#### [TASK INSTRUCTIONS]
Please take the records that follow and repeat exactly the lines starting with the line with "x=314, y=517" and going on through the line with "x=475, y=766".

##### MATERIAL SUPPLIED

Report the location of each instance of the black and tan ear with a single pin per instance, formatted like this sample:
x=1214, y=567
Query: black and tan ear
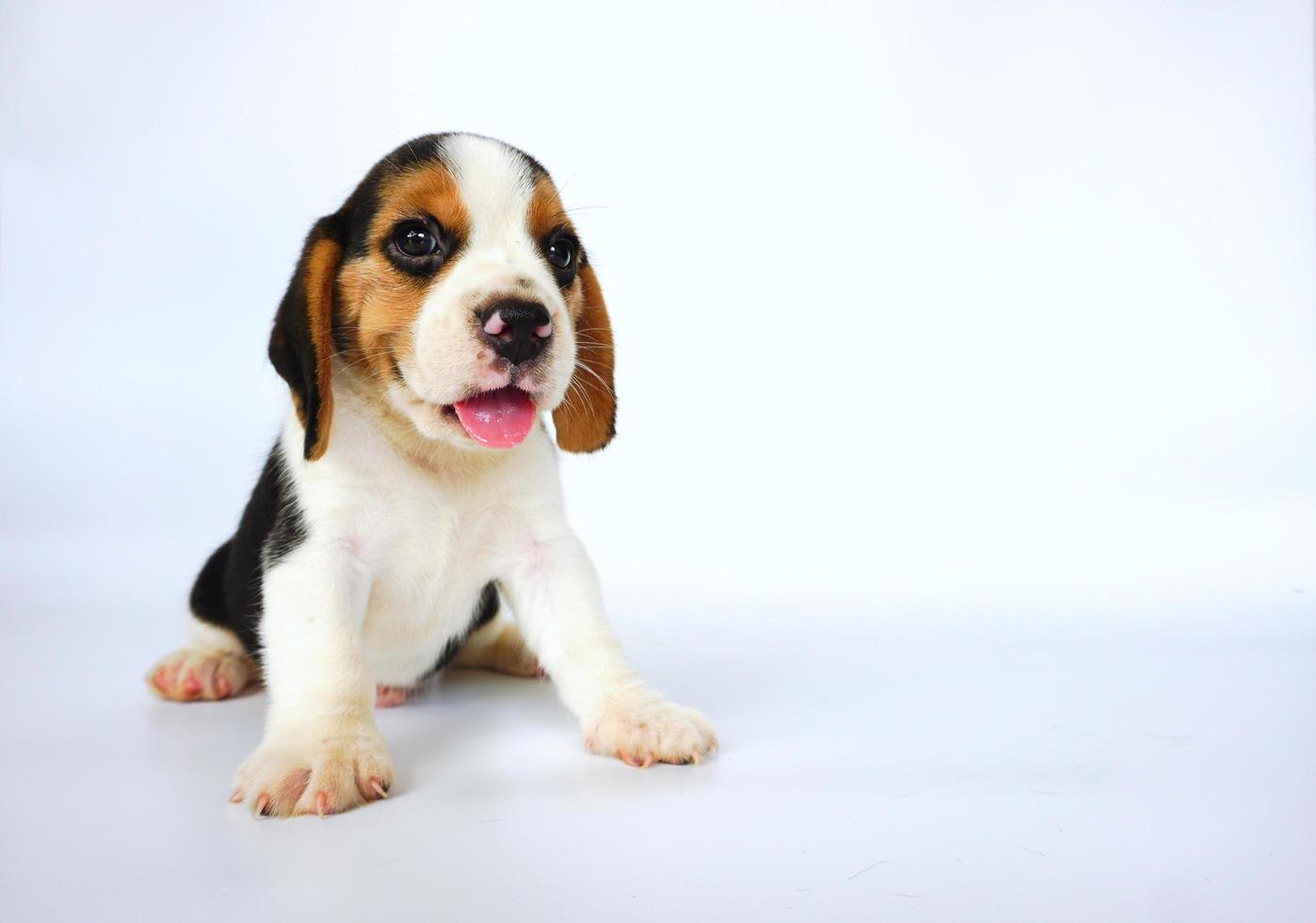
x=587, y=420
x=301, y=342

##########
##### MATERIAL SUPPLIED

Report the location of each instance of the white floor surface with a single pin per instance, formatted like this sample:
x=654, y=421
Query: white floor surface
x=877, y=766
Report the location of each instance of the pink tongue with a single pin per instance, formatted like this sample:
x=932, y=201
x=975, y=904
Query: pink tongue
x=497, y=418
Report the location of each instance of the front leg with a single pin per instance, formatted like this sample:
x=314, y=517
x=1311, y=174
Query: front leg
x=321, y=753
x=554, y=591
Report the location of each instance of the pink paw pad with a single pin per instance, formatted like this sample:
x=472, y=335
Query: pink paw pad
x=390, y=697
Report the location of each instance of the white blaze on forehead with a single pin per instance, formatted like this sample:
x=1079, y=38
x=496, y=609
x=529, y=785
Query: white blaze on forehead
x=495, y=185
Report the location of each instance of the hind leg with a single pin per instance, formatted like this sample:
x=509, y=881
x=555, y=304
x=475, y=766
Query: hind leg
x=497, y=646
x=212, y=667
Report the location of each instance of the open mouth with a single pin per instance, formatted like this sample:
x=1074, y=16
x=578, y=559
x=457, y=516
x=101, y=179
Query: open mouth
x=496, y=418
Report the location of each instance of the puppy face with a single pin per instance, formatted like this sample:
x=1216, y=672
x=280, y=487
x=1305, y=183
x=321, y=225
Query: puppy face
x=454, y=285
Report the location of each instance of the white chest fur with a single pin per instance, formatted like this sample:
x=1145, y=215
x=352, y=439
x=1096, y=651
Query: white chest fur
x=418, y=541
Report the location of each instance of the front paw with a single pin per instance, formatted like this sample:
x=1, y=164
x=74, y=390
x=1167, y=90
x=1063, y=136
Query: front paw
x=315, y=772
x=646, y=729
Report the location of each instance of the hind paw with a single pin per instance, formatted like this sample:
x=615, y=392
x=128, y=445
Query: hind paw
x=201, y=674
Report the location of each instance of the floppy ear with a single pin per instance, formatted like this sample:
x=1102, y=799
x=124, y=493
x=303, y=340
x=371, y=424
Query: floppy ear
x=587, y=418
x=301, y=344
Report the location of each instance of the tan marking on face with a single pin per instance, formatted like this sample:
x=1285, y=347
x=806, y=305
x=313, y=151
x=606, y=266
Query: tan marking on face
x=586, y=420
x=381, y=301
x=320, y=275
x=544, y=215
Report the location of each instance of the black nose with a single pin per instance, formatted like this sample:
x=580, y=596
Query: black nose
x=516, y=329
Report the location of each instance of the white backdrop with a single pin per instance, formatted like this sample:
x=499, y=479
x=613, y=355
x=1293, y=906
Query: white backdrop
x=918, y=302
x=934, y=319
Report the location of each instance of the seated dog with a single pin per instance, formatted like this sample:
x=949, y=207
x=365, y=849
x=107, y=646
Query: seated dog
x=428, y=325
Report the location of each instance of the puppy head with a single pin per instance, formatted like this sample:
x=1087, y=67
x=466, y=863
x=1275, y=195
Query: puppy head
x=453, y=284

##########

#### [ANSWER FOR THIS EXERCISE]
x=314, y=517
x=1311, y=174
Query: front leg
x=321, y=753
x=554, y=591
Report the location of each instance of the pink paw pad with a single pin per instance, formatted like this sample:
x=472, y=335
Query: pink paw pad
x=390, y=697
Report the location of each instance of the white blaze on forehead with a single pin per instance, formatted like this sample:
x=1079, y=38
x=496, y=609
x=529, y=785
Query: white blaze on forehead
x=495, y=185
Report the location of each instance of the hind leg with a single pin per instance, formatted like this sample:
x=509, y=881
x=555, y=304
x=475, y=766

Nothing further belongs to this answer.